### WORK TO COMPLETE
Rewrite the dataset entries below, replacing each occurrence of "instance" with "occurrence" and keeping every other word unchanged.

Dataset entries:
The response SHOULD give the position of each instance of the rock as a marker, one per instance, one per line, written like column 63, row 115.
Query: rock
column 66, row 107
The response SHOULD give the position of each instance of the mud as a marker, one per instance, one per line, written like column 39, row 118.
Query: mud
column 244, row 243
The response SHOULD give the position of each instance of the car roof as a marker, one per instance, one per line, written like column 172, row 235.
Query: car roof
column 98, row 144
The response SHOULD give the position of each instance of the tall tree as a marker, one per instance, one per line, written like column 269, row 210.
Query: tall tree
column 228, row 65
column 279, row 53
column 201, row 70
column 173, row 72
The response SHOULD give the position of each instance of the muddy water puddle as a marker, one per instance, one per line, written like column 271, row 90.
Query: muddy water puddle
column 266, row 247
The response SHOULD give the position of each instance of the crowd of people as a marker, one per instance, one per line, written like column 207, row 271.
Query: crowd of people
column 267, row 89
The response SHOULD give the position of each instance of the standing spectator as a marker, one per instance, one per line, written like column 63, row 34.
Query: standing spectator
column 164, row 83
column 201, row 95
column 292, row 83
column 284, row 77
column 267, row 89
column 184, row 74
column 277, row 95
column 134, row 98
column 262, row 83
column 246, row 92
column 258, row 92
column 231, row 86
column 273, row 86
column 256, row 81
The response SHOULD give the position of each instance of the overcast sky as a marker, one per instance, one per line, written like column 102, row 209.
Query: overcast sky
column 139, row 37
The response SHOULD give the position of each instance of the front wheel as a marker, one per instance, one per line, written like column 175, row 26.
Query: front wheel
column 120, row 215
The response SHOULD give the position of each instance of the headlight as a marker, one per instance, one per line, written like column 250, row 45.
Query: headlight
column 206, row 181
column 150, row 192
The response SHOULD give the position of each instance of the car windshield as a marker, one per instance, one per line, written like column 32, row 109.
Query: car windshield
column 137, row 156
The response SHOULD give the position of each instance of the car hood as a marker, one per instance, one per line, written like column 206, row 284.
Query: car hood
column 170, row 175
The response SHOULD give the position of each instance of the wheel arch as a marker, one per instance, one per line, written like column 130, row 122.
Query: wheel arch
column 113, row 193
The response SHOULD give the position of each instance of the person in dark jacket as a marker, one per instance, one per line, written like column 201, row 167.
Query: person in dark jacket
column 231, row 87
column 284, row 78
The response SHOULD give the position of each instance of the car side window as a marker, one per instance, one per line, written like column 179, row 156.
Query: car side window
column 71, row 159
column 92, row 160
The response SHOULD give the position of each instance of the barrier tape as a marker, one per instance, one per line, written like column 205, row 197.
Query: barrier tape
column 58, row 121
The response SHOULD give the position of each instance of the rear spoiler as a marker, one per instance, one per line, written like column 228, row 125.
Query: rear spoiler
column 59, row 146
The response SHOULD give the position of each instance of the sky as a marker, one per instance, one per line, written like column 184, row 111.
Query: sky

### THE COMPLETED TASK
The response SHOULD give the position of each occurrence of the rock as a marker, one per occurrence, one per line, written like column 63, row 115.
Query: rock
column 66, row 107
The response SHOULD give the position of each occurrence of the mud as a marker, one per occurrence, one per line, written like column 39, row 118.
Query: mud
column 244, row 243
The response SHOULD give the position of each occurrence of the car roof as a marker, one per occurrence, one per line, written like column 172, row 235.
Query: car roof
column 98, row 144
The response SHOULD give the position of each occurrence of the tall tree as a marker, one per occurrence, one per line, written like column 269, row 210.
Query: tall tree
column 228, row 65
column 279, row 53
column 201, row 70
column 173, row 72
The response SHOULD give the position of each occurrence of the muddy water puddle as a marker, one per occurrence, one per line, written like column 271, row 90.
Query: muddy water puddle
column 266, row 247
The response SHOULD give the position of each occurrence of the crowd of people as a marker, one per occurrence, one per line, written like column 207, row 271.
Query: crowd of people
column 267, row 89
The response SHOULD give the position of each occurrence of the standing spectator as a marker, one per occurrence, one per line, written like column 63, row 34.
Query: standing spectator
column 164, row 83
column 201, row 95
column 292, row 83
column 284, row 77
column 267, row 89
column 184, row 74
column 277, row 95
column 134, row 98
column 262, row 83
column 246, row 92
column 258, row 92
column 231, row 86
column 273, row 86
column 256, row 81
The response SHOULD give the position of each occurrence of the overcast sky as a marker, one per occurrence, one per line, written like column 102, row 209.
Query: overcast sky
column 139, row 37
The response SHOULD give the position of each occurrence of the front wheel as a marker, one per occurrence, one per line, written like column 175, row 26.
Query: front wheel
column 120, row 215
The response SHOULD give the position of each occurrence of the headlight as a marker, one per occurrence, one per line, written like column 250, row 45.
Query: headlight
column 206, row 181
column 150, row 192
The response SHOULD give the position of each occurrence of the car windshield as a marker, one per occurrence, one per line, written like column 32, row 109.
Query: car windshield
column 137, row 156
The response SHOULD give the position of each occurrence of the car hood as a marker, one per occurrence, one per line, written like column 206, row 284.
Query: car hood
column 170, row 175
The response SHOULD give the position of each occurrence of the wheel arch as a marker, one per occurrence, one per line, written like column 130, row 122.
Query: wheel arch
column 113, row 193
The response SHOULD give the position of each occurrence of the person in dark jacket as a marker, one per occurrence, one per line, written like column 201, row 167.
Query: person in dark jacket
column 231, row 87
column 284, row 78
The response SHOULD give the position of each occurrence of the car side window as a marker, one per occurrence, one per line, written like column 179, row 156.
Query: car side window
column 71, row 159
column 92, row 160
The response SHOULD give the position of each occurrence of the barrier tape as a marker, one per occurrence, one per line, written like column 205, row 197.
Query: barrier tape
column 58, row 121
The response SHOULD give the position of each occurrence of the rear spoiler as a marker, one per occurrence, one per line, written like column 228, row 125.
Query: rear spoiler
column 59, row 146
The response SHOULD give the position of each occurrence of the sky as a marker, one per occurrence, one per line, written like column 184, row 111.
Query: sky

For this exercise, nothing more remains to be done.